**TASK INPUTS:**

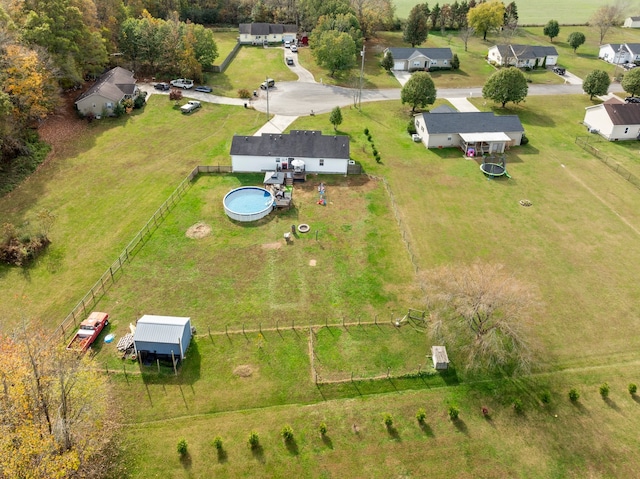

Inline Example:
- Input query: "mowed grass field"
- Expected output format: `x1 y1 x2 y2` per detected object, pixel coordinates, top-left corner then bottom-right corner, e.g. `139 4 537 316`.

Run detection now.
393 0 608 25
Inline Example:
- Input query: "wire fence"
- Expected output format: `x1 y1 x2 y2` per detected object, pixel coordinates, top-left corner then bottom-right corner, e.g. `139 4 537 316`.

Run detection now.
576 136 640 189
54 165 231 339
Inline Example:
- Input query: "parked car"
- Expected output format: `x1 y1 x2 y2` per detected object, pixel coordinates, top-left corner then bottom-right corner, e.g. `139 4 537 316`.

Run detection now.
170 78 193 90
180 100 202 113
260 78 276 90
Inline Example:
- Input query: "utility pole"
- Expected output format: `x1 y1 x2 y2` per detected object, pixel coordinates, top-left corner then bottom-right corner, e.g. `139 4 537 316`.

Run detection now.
358 45 367 110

**TO DO:** Copy all of the records above, swapping "pixel coordinates" for "image coordinates" and keeping everything else the same. Leave the pictures out.

**SOLUTION TO THIS EXERCISE:**
Inline Example:
- Input query: "mowed grass field"
- Expected output format: `x1 y1 x2 y2` per detected object, image coordinates, top-left corner then bottom-right corner, e.g. `139 4 537 316`.

Run detection now.
393 0 608 25
Inline Example:
- Input query: "wire fence"
- Expected output format: `x1 y1 x2 y2` per detected object, image coordinates, top-left corner then bottom-right corner, e.g. `139 4 537 316`.

Run detection now.
576 136 640 189
54 165 231 339
Inline Example:
- Input query: "parked car"
- Expected output format: `x1 y1 x2 y2` per detected object, image coordinates, top-left corner then bottom-right corner, e.g. `139 4 537 316`.

Run detection now.
170 78 193 90
180 100 202 113
260 78 276 90
Inline Example:
- Input query: "utility pole"
- Expected output format: `x1 y1 x2 y2` per detected object, image coordinates, top-left corner then bottom-right corner, e.g. `139 4 537 316`.

Run detection now.
358 45 367 110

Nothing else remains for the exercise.